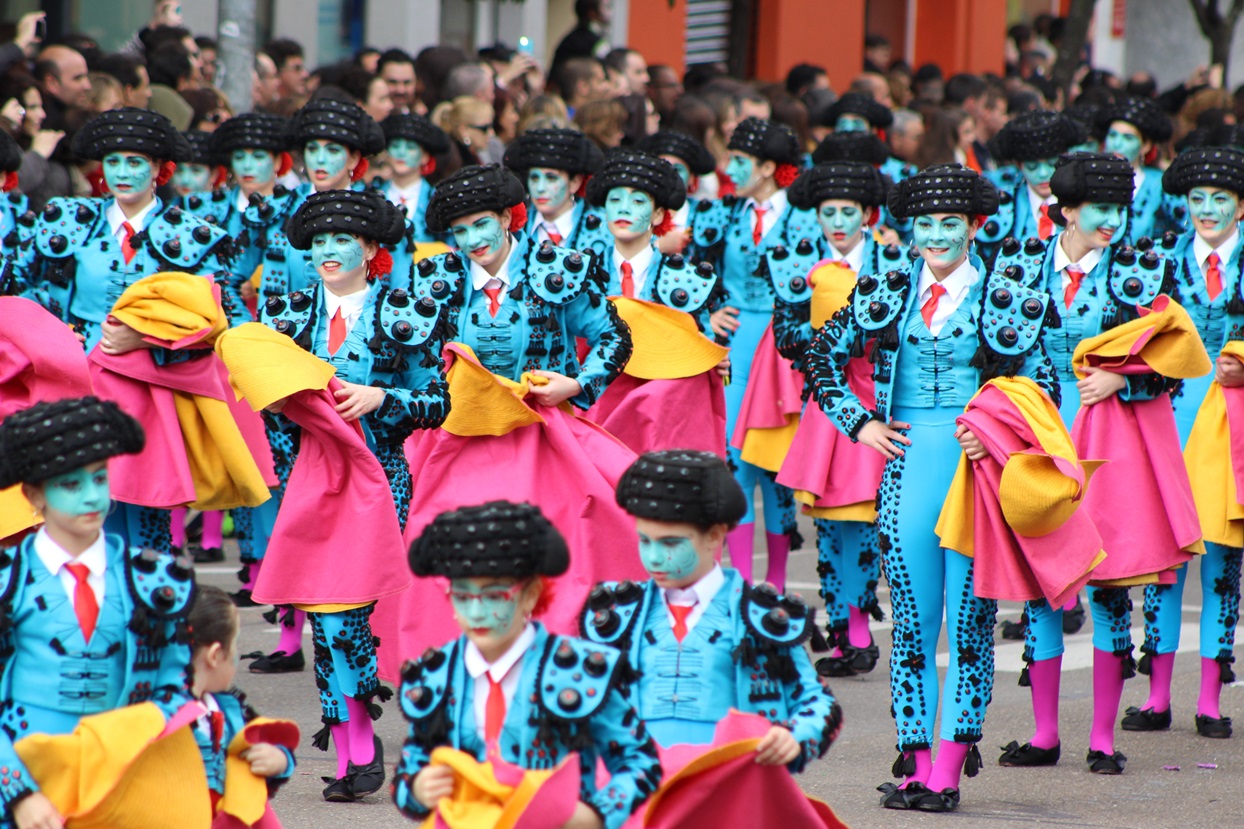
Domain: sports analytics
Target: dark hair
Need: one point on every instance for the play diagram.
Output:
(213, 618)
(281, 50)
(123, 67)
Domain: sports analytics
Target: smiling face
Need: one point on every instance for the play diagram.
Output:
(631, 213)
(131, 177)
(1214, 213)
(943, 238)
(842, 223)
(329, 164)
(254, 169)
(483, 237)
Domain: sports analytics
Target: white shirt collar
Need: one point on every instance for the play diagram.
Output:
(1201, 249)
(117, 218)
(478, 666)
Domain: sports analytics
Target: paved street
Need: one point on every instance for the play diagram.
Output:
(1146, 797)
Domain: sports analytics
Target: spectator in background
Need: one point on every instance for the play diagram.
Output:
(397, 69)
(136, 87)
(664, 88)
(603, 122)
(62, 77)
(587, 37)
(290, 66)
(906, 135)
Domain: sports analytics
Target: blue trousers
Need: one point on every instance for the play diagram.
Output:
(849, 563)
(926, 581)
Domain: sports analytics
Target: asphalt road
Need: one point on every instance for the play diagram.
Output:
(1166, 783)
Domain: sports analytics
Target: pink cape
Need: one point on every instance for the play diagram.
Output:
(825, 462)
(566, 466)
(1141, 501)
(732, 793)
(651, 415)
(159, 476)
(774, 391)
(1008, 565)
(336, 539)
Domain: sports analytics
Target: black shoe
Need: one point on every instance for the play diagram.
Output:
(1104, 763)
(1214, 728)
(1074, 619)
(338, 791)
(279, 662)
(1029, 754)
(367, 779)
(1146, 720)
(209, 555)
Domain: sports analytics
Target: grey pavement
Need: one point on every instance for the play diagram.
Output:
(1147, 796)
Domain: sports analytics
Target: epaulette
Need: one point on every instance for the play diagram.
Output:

+ + + + + + +

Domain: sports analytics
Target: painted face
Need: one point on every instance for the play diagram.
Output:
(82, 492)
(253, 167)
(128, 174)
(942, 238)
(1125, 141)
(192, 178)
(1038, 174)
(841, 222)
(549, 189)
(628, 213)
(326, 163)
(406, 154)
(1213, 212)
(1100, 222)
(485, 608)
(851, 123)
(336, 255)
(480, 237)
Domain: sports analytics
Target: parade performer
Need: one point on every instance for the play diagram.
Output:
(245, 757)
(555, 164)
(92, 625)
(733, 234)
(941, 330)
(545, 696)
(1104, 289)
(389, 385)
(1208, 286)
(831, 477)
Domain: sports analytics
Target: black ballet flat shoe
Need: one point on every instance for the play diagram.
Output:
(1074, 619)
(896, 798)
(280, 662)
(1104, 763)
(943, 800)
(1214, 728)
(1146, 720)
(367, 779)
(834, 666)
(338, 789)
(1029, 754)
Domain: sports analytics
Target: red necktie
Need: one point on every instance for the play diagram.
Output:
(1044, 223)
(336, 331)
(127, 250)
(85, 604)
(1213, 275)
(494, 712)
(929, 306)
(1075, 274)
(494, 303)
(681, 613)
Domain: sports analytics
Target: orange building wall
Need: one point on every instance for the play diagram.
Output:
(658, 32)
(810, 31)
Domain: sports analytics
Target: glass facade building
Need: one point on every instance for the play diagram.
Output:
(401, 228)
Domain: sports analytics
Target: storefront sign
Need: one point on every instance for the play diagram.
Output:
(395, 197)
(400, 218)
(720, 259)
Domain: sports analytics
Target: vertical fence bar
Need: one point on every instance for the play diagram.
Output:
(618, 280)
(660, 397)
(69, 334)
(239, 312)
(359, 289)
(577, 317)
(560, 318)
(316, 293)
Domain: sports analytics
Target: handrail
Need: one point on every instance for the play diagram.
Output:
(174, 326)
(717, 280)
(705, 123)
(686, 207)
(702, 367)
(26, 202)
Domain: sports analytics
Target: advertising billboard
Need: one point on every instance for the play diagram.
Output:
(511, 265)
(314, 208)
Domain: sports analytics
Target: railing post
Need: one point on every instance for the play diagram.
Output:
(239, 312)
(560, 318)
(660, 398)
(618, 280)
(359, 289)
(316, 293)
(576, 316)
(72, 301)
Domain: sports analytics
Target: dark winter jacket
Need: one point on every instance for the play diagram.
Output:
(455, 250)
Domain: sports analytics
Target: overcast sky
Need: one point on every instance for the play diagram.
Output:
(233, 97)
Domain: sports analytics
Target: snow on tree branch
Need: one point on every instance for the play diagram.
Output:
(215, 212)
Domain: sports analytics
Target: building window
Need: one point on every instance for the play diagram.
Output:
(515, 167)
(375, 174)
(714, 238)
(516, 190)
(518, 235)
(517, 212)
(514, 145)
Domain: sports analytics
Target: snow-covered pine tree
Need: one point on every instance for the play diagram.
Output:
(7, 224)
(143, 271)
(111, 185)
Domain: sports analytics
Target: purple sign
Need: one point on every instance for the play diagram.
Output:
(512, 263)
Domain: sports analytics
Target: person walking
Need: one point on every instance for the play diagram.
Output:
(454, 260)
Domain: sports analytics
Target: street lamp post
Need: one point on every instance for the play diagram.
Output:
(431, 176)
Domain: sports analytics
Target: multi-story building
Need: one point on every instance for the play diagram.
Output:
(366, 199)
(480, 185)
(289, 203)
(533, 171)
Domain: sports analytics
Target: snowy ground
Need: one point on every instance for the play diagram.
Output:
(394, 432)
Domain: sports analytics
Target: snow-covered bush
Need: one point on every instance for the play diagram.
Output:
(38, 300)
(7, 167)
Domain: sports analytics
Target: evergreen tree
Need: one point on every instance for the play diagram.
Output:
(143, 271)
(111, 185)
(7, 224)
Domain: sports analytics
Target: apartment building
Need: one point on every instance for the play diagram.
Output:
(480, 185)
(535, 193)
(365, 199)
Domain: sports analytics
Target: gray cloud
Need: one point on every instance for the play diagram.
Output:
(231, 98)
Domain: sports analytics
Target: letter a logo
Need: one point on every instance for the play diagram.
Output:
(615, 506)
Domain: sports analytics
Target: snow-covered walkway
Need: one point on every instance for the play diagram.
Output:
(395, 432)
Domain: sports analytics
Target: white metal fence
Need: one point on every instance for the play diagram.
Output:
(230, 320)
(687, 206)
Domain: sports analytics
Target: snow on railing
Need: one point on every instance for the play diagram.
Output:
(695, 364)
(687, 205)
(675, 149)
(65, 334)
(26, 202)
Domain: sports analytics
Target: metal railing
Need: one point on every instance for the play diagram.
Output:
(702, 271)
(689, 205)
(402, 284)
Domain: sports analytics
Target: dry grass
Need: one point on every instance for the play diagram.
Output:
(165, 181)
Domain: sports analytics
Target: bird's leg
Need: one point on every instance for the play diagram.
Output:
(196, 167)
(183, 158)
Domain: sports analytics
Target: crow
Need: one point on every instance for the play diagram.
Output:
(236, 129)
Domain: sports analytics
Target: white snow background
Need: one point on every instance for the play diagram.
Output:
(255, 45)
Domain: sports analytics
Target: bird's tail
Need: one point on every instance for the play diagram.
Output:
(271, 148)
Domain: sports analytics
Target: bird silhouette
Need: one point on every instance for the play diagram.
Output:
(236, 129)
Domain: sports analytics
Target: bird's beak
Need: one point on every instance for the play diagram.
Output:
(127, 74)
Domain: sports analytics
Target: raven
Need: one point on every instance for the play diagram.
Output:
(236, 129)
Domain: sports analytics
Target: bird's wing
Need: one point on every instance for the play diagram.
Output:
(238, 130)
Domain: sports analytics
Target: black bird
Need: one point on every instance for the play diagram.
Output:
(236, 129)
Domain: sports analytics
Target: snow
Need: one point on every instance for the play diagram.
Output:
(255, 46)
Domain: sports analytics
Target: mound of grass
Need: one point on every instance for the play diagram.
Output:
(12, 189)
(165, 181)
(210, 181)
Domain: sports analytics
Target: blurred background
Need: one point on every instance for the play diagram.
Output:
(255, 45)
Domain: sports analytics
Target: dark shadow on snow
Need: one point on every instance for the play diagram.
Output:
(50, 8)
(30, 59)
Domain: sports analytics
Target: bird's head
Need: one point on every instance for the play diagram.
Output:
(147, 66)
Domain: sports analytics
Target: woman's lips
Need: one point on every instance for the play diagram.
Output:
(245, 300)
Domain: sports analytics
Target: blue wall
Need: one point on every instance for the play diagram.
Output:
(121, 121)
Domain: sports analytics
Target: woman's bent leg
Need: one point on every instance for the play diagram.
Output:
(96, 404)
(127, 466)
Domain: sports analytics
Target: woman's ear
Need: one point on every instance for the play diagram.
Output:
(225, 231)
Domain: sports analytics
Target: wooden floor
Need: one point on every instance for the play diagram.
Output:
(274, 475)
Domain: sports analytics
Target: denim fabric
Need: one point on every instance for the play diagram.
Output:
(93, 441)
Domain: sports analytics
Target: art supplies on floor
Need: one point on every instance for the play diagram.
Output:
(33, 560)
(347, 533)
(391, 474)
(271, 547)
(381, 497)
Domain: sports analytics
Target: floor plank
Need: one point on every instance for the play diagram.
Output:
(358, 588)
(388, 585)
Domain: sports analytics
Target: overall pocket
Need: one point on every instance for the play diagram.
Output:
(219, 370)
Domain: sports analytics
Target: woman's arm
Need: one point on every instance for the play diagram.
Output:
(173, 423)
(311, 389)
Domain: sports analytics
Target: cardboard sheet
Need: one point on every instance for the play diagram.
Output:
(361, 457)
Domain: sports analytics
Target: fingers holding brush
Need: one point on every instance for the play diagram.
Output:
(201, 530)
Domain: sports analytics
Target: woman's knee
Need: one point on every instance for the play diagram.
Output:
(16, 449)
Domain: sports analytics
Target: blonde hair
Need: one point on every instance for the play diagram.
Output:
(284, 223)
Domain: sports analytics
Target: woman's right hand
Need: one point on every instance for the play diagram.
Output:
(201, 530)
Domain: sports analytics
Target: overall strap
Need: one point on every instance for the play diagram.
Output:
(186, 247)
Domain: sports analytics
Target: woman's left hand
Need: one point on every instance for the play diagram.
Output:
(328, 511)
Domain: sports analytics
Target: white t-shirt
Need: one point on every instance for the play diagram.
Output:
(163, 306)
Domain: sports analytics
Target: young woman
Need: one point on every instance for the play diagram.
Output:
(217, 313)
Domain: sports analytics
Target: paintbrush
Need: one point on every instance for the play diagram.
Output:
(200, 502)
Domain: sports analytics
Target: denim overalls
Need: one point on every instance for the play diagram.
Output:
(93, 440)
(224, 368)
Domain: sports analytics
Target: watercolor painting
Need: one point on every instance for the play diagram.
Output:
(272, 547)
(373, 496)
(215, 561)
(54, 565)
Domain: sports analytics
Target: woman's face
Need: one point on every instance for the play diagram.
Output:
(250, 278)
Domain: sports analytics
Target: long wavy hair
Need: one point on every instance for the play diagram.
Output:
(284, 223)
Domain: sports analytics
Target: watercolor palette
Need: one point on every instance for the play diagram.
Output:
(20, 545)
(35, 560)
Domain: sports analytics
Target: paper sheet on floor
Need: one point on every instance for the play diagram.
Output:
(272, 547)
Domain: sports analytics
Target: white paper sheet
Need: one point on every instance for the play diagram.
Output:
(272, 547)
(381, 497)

+ + + + + + +

[TASK REQUIREMENTS]:
Which lines of the records contain the word "bird"? Pull out each one and copy it.

[FINAL RESULT]:
Target: bird's leg
Target: bird's tail
Target: bird silhouette
Target: bird's beak
Target: bird's wing
Target: black bird
Target: bird's head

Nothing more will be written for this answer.